■ Task objective: Render the lines below, starting at the one containing "Would you be able to tag the rope" and ending at the one containing "(1029, 680)", both included, as a Markdown table with columns Row and Line. Give each line its row number and leave out blank lines.

■ Supplied information:

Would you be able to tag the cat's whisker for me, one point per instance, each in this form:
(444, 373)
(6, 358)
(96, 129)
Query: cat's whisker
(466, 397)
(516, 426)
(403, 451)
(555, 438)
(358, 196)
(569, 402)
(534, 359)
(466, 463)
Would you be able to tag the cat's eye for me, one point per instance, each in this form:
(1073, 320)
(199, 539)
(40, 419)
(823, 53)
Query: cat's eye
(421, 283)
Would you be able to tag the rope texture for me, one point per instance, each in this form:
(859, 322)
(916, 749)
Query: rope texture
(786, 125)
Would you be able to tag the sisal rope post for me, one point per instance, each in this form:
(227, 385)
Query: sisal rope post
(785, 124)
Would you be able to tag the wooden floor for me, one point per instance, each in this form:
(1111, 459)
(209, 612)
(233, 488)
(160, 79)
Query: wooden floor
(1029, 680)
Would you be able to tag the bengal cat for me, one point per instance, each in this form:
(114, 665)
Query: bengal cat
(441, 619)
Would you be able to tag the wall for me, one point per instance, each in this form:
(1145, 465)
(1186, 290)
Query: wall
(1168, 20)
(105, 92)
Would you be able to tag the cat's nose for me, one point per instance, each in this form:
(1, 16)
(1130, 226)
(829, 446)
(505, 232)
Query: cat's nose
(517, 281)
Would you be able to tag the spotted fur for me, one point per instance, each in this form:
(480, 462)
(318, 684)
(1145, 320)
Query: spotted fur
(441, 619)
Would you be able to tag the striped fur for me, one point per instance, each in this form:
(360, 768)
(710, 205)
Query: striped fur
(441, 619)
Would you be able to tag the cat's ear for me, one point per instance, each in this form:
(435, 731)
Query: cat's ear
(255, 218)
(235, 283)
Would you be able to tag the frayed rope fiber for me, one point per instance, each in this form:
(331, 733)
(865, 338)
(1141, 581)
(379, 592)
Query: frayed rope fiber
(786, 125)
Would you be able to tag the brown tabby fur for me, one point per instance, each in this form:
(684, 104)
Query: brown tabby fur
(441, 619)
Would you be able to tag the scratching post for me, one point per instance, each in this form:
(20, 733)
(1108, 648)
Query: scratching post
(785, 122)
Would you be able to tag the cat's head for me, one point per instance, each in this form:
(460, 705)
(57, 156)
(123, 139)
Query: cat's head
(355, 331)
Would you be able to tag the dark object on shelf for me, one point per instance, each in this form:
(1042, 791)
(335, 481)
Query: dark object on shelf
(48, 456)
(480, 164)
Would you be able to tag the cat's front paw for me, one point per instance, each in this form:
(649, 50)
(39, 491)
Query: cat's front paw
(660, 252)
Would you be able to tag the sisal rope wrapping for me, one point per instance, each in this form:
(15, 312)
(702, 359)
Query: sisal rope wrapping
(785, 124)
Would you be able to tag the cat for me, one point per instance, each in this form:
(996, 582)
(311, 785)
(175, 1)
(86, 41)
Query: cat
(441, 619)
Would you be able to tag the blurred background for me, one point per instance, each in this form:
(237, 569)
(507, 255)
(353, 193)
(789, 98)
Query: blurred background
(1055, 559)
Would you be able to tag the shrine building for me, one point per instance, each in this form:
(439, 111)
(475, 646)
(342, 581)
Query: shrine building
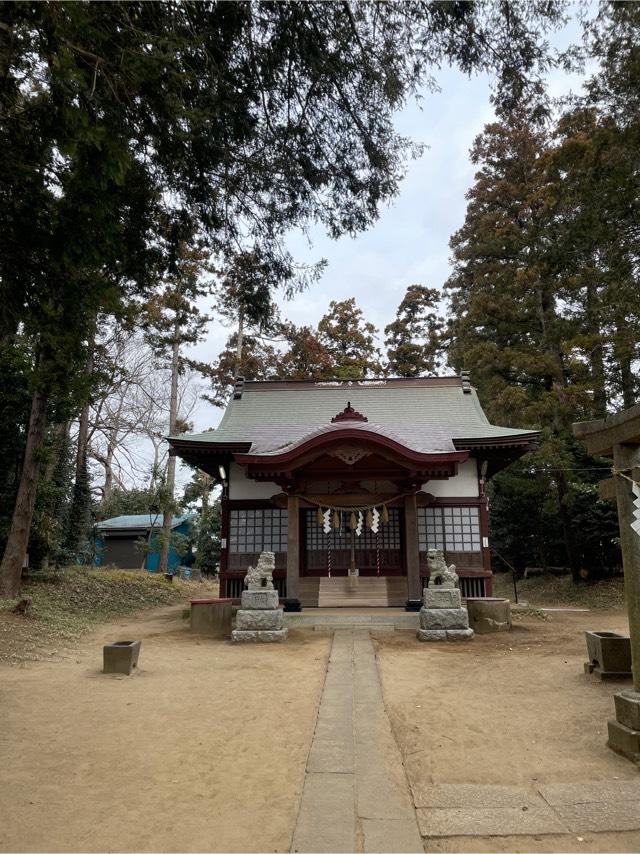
(350, 483)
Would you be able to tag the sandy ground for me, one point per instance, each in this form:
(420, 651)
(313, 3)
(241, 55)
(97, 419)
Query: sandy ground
(202, 750)
(513, 708)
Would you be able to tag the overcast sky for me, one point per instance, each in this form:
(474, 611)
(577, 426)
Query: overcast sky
(409, 244)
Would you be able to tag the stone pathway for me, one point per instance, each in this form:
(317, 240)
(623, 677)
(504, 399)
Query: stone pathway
(451, 809)
(355, 795)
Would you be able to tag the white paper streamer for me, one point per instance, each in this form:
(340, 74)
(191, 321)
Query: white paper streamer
(635, 525)
(375, 525)
(326, 523)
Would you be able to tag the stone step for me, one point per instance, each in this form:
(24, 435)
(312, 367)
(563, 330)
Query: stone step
(362, 592)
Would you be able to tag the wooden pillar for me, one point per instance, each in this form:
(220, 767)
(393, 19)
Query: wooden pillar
(626, 458)
(412, 556)
(293, 547)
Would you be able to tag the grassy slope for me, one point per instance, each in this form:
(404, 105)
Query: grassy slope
(559, 590)
(68, 602)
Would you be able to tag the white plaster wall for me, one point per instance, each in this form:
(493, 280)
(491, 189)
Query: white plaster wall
(242, 487)
(463, 485)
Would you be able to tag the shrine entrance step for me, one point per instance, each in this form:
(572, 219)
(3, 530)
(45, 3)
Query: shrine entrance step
(362, 592)
(367, 618)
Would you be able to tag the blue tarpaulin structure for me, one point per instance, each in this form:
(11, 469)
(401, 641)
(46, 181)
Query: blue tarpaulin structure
(117, 541)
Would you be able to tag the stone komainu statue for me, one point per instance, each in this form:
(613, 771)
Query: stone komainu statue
(439, 573)
(260, 577)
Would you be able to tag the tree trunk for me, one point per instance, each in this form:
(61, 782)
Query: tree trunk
(239, 343)
(80, 511)
(596, 355)
(623, 353)
(557, 383)
(18, 540)
(171, 462)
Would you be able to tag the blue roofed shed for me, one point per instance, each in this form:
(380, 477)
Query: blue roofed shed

■ Response for this exercise:
| Row | Line |
|---|---|
| 1 | Would you be able to tag the rope texture for me, one point per instance, each in this form: |
| 2 | (859, 322) |
| 3 | (916, 749) |
| 4 | Query: rope texture |
| 5 | (786, 125) |
| 6 | Would you be able to tag the sisal rope post for me, one point per instance, each in this form: |
| 7 | (227, 385) |
| 8 | Query: sisal rope post |
| 9 | (785, 124) |
| 10 | Would you be able to tag the wooden floor for me, one point per instance, each in this form: |
| 11 | (1111, 459) |
| 12 | (209, 612) |
| 13 | (233, 488) |
| 14 | (160, 79) |
| 15 | Query: wooden floor |
| 16 | (1029, 680) |